> _AIM_:
Pick out each line below that contains the string "ground", and treat uppercase and lowercase as different.
start DATA PROVIDED
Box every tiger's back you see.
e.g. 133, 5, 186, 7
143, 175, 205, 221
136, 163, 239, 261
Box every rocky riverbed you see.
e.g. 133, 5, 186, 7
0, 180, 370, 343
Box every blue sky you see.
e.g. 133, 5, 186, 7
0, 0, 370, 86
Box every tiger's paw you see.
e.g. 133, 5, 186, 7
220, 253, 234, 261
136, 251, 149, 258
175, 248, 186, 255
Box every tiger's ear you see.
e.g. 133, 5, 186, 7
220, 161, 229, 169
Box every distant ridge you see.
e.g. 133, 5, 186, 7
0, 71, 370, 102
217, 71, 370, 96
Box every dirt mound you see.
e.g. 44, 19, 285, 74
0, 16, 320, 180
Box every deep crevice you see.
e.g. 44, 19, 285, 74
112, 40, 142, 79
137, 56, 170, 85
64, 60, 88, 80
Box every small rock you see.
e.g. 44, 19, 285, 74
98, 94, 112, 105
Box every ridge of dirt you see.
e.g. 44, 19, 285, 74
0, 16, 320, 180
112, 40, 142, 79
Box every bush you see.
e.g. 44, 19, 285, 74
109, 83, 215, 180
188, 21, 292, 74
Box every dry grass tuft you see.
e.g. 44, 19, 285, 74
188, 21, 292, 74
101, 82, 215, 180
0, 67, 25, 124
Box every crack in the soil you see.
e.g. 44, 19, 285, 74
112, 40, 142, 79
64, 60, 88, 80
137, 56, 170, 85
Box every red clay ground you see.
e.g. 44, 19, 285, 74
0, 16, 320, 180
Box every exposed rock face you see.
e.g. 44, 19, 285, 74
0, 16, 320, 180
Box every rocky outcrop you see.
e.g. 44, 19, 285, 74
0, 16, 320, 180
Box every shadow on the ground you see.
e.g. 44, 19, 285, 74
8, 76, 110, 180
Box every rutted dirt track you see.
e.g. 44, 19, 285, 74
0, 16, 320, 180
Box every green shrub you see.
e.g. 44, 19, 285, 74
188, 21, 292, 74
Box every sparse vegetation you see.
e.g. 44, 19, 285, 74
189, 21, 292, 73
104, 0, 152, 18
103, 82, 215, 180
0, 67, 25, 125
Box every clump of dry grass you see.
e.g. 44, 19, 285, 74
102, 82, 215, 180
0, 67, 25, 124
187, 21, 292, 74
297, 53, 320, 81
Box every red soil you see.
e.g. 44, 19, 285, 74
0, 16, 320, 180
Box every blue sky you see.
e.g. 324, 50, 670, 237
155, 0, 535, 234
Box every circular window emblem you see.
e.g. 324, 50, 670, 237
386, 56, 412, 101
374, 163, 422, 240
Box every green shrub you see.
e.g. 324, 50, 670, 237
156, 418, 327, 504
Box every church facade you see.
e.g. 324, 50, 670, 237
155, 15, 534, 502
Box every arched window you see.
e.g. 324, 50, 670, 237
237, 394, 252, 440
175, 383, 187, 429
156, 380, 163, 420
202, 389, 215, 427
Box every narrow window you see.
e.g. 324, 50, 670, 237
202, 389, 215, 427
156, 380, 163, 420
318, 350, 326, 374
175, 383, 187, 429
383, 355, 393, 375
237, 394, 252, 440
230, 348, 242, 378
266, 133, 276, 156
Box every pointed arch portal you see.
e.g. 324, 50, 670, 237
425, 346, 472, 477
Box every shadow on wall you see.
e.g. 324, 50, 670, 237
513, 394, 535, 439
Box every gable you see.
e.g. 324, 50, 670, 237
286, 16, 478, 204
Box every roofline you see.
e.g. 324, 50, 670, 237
end DATA PROVIDED
> _REPLY_:
Box every red clay ground you see.
Box every shadow on the ground you see.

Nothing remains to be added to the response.